*Stated task*. Please convert the whole listing below into a numbered list, omitting blank lines and leaving out the pictures.

*Given data*.
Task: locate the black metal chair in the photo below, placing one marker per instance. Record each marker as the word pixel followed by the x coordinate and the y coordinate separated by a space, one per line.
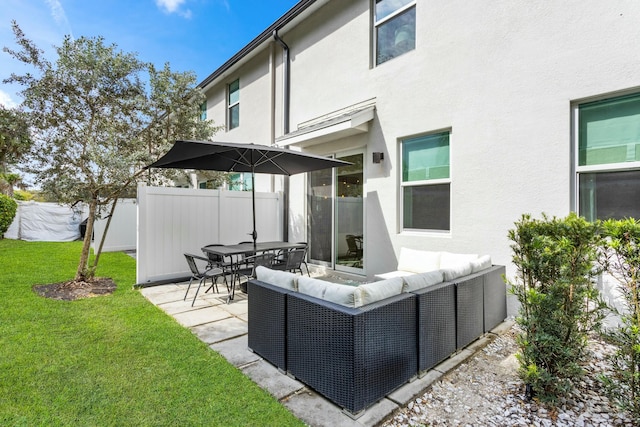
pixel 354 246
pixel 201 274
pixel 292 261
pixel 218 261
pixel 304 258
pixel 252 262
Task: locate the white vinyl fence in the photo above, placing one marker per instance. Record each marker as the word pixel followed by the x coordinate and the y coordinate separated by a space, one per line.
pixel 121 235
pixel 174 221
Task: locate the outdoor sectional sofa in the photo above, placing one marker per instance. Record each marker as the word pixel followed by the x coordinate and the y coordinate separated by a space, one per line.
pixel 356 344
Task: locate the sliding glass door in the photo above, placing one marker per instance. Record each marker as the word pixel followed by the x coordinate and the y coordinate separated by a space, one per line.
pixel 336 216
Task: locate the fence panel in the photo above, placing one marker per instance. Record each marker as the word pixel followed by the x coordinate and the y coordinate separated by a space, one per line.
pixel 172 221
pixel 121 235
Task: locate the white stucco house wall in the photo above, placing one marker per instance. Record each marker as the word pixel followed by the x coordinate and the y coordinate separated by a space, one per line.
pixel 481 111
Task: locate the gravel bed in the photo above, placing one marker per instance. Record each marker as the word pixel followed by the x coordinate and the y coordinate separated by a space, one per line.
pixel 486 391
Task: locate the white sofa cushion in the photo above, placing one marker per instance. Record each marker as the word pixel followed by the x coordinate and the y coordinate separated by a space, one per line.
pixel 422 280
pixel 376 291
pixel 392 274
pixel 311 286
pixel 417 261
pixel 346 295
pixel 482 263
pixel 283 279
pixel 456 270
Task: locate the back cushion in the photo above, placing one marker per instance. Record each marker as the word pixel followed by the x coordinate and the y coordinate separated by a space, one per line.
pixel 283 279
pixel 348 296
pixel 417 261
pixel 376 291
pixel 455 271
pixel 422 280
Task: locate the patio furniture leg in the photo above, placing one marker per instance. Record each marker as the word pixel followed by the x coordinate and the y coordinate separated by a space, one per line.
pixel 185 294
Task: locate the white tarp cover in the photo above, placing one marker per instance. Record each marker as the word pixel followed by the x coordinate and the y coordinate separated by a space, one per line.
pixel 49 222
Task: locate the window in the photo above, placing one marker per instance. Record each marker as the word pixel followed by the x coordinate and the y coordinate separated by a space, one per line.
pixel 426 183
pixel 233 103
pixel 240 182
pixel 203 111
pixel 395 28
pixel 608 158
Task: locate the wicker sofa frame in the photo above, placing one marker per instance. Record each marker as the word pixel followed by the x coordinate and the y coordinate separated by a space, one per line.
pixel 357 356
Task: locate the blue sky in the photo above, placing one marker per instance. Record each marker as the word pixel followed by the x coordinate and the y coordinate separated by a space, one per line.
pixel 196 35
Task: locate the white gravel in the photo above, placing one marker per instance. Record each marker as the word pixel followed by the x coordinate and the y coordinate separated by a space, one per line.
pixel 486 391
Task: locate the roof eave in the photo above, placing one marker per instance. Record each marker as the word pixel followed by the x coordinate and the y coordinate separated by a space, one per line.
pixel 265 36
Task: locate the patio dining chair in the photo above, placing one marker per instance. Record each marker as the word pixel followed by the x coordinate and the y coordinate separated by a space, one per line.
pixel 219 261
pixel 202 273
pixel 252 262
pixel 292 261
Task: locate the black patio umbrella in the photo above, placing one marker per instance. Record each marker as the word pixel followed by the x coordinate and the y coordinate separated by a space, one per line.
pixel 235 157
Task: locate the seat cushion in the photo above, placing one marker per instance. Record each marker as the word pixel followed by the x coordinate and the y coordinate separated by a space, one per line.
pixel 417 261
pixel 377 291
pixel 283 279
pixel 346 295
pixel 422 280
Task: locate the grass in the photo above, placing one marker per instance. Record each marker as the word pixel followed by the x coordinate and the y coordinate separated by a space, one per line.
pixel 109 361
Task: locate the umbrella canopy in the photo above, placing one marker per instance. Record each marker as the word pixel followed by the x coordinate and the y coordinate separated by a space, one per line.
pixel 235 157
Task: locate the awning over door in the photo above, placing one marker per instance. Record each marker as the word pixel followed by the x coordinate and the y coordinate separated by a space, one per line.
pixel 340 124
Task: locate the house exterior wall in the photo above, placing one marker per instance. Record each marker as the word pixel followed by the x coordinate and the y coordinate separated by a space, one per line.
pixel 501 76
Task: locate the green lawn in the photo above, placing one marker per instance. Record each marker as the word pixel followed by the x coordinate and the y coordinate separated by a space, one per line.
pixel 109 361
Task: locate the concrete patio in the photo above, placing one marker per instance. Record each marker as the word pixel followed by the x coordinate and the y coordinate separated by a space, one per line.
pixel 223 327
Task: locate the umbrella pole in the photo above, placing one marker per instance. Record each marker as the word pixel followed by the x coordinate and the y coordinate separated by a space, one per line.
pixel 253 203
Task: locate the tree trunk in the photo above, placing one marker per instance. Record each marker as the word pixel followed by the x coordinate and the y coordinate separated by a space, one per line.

*Output*.
1. Task: locate the black metal chair in the photo below, placing one marker per instance. Record each marker as the word pixel followed by the x coordinate and the y coordinate separated by a space, one per line.
2. pixel 354 246
3. pixel 201 274
4. pixel 292 261
5. pixel 218 261
6. pixel 304 258
7. pixel 252 262
8. Task: locate the white vinyl fence in the photo above, placing one marker per instance. Record each marker as the word pixel followed by the x coordinate and the y coordinate separated by a space, one per line.
9. pixel 121 235
10. pixel 174 221
11. Task: locate the outdoor sectional sofa in the photo above, placing one marker per instance. Record each marker as the word pixel followed by the x coordinate and the y coordinate separated by a space, one per line.
12. pixel 356 344
13. Task: locate the sliding glass door in the photo above, placing one marker per instance. Record each marker as the word pixel followed by the x coordinate and the y coordinate separated by a space, one per line.
14. pixel 336 216
15. Task: locate the fence panel in the photo above, placing one marker per instance. Record each marker as the word pixel followed by the x coordinate and the y coordinate separated by a space, one per line.
16. pixel 172 221
17. pixel 121 235
18. Task: locate the white stucco house wall in the photo above, placing one marker per instance. Record each marker as the word pixel followed by the x coordinate and the y coordinate separated by a space, one per line.
19. pixel 481 111
20. Task: locate the gravel bed in the photo above, placing one marker per instance. Record each marker as the word pixel followed by the x coordinate and the y coordinate separated by a space, one per line.
21. pixel 486 391
22. Task: locate the white sofa cushion in the photo above, placing one marker per instance. Record each marker as the word pixel followed by the x coordinate and the y coordinate separated by a space, one per line.
23. pixel 422 280
24. pixel 376 291
25. pixel 392 274
26. pixel 311 286
27. pixel 417 261
28. pixel 346 295
29. pixel 482 263
30. pixel 283 279
31. pixel 456 270
32. Task: locate the back cushion in the photo above, placing one marker per instance. Record each marker as the word pixel followed by the x coordinate and the y coordinate separated by a space, one per line.
33. pixel 283 279
34. pixel 348 296
35. pixel 417 261
36. pixel 376 291
37. pixel 455 271
38. pixel 422 280
39. Task: locate the patio furniture leg in the photo above, placing one marker per instance. Record each marker as the word pixel followed by the x coordinate and the y coordinate separated by a space, one per line.
40. pixel 185 294
41. Task: locate the white tarp cover in the photo above, placing one marker per instance. Record each marker as the word pixel followed by the x coordinate and the y coordinate separated by a space, one per line.
42. pixel 49 222
43. Task: locate the window in the photo above, placing one marker per instance. Record each marker as the word pixel followed by the x coordinate and the y coordinate separated by a space, one per line.
44. pixel 426 183
45. pixel 233 103
46. pixel 240 182
47. pixel 203 111
48. pixel 395 28
49. pixel 608 158
50. Task: locate the wicker sofa frame in the photo above, placing one marker per instance. Record each marker as the word pixel followed by the x coordinate and the y coordinate separated by a space, one per line.
51. pixel 357 356
52. Task: locate the blue sky in the photo above, placing one marker per instance. Record each marker as the word pixel followed by the x coordinate and the y coordinate separated by a space, one per line.
53. pixel 196 35
54. Task: locate the white gravel in the photo above, placing one marker per instance. Record each marker as the word pixel followed by the x coordinate and the y coordinate separated by a space, one per line.
55. pixel 486 391
56. Task: locate the roof eave in the photo above, placing one marker per instance. Record each marker as the word pixel followed by the x coordinate and the y coordinate separated by a space, one per line.
57. pixel 265 36
58. Task: locate the patio dining chair in the photo above, placing one marker per instance. Record each marker as the word pixel followed by the x coordinate and the y coordinate separated by a space, one per line.
59. pixel 219 261
60. pixel 202 273
61. pixel 252 262
62. pixel 292 261
63. Task: locate the black patio umbrella in the photo above, placing one marker per instance. Record each marker as the word pixel followed by the x coordinate and the y coordinate separated by a space, one per line.
64. pixel 235 157
65. Task: locate the seat cushion in the photo above, placing one marker per instance. Record each marker as the word pixel followed by the x coordinate and the y coordinate separated by a space, one per line.
66. pixel 417 261
67. pixel 377 291
68. pixel 283 279
69. pixel 346 295
70. pixel 422 280
71. Task: locate the grass in the photo above, placing one marker per instance. Record each marker as the word pixel followed by the x coordinate and the y coordinate separated by a space, one per line.
72. pixel 109 361
73. Task: locate the umbrella canopy in the photo above, placing one marker per instance. Record each marker as the word pixel followed by the x coordinate and the y coordinate separated by a space, one per line.
74. pixel 235 157
75. Task: locate the awning over door in the photo above, placing one marker per instance. Record each marker as the word pixel followed by the x coordinate and the y coordinate separated by a space, one per line.
76. pixel 340 124
77. Task: locate the house exterior wall in the photo above, placing one marker per instance. Record each marker as the word pixel followed by the x coordinate and the y coordinate separated by a space, one per line.
78. pixel 501 76
79. Task: locate the green lawn in the photo above, placing one marker per instance. Record each marker as the word pixel followed by the x coordinate and the y coordinate separated by a space, one per line.
80. pixel 109 361
81. Task: locate the concrete patio in the photo above, placing one marker per instance. Record each marker as the word pixel followed by the x coordinate and the y coordinate separated by a space, one per line.
82. pixel 223 327
83. Task: locate the umbrella pole in the photo above, placing one marker per instance. Record each marker as the word pixel followed by the x coordinate and the y coordinate separated by a space, one per line.
84. pixel 253 203
85. Task: locate the tree trunk in the photo above, placing one marker per instance. Record each marker as the word pixel followed by the x coordinate and the y coordinate separated by a space, one per line.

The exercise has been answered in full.